→ Your task: Reproduce all of the entries character for character, while leaving out any pictures they contain.

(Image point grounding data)
'''
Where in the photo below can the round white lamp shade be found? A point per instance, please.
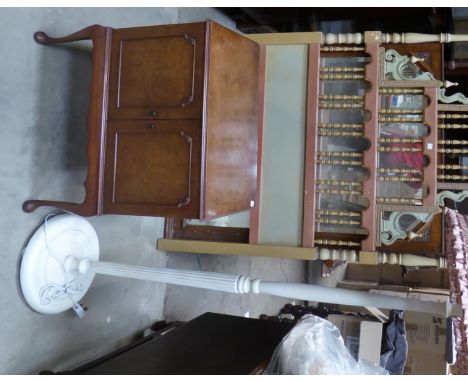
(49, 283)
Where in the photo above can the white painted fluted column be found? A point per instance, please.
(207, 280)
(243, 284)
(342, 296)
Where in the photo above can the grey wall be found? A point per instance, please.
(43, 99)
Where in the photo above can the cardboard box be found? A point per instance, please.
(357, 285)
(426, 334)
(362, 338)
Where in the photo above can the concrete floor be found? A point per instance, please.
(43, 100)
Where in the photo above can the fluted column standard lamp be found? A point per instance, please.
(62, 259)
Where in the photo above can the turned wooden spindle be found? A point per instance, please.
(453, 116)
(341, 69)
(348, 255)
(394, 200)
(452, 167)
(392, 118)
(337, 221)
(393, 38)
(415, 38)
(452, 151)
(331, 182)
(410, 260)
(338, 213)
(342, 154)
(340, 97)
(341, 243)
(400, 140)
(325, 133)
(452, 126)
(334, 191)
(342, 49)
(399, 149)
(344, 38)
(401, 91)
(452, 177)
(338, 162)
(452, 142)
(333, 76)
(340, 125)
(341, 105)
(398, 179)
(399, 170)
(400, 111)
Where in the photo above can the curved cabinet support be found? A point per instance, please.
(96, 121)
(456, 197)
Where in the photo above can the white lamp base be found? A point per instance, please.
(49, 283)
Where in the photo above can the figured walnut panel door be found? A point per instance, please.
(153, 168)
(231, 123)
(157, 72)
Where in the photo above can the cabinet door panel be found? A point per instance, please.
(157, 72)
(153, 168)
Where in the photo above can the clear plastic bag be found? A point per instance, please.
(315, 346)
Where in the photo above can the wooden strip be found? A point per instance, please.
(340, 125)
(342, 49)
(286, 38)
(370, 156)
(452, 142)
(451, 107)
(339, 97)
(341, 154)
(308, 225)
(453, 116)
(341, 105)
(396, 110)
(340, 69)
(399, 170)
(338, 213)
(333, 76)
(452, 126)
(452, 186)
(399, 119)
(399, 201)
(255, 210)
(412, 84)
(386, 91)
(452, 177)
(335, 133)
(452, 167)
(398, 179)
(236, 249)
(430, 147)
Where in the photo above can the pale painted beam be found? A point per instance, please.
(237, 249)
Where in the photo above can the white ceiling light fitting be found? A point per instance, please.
'''
→ Result below:
Where in the photo below can the round white lamp shade be found? A point per instance, please.
(49, 283)
Where in the photo above can the white painted fluted column be found? A point per instance, please.
(207, 280)
(243, 284)
(342, 296)
Where in the photo above can the grey wall be found? A point per instance, please.
(43, 99)
Where in the photo above can the cardboard box be found? A point per instance, please.
(357, 285)
(426, 334)
(362, 338)
Where in the photo above can the concrete floor be found? A point per instance, please.
(43, 100)
Where in the photo above can the fluted column standard lamp be found? A point per instance, please.
(62, 259)
Where in the photo above can the turned wooden spindle be found? A point per instance, please.
(453, 116)
(341, 69)
(348, 255)
(394, 200)
(452, 167)
(392, 118)
(337, 221)
(393, 38)
(415, 38)
(452, 151)
(331, 182)
(410, 260)
(338, 213)
(342, 154)
(340, 97)
(341, 243)
(400, 140)
(325, 133)
(452, 126)
(334, 191)
(342, 49)
(399, 149)
(344, 38)
(401, 91)
(452, 177)
(338, 162)
(452, 142)
(333, 76)
(340, 125)
(341, 105)
(398, 179)
(399, 170)
(400, 111)
Where in the photo above can the curved cabinet support be found? A point per instance, please.
(96, 121)
(456, 197)
Where in the photo above can the white lamp base be found? A point per instance, please.
(49, 283)
Where in the photo above can the figured walnut panel door be found? A point per instance, please.
(153, 168)
(231, 123)
(157, 72)
Where in the photo above can the cabinet door panel be found? A point per instance, please.
(157, 72)
(153, 168)
Where in the photo above can the clear plastic bag be found? A point per instance, please.
(315, 346)
Where in the photo above can the wooden strip be found? A point per instance, please.
(340, 125)
(342, 49)
(286, 38)
(370, 156)
(452, 142)
(451, 107)
(339, 97)
(341, 154)
(308, 225)
(453, 116)
(341, 105)
(396, 110)
(340, 69)
(399, 170)
(338, 213)
(333, 76)
(452, 126)
(452, 186)
(399, 119)
(399, 201)
(255, 210)
(412, 84)
(386, 91)
(452, 177)
(335, 133)
(452, 167)
(398, 179)
(236, 249)
(430, 147)
Where in the photo above can the pale painted beam be found? A point per instance, please.
(237, 249)
Where in the photo above can the white ceiling light fitting be found? A point per instance, please.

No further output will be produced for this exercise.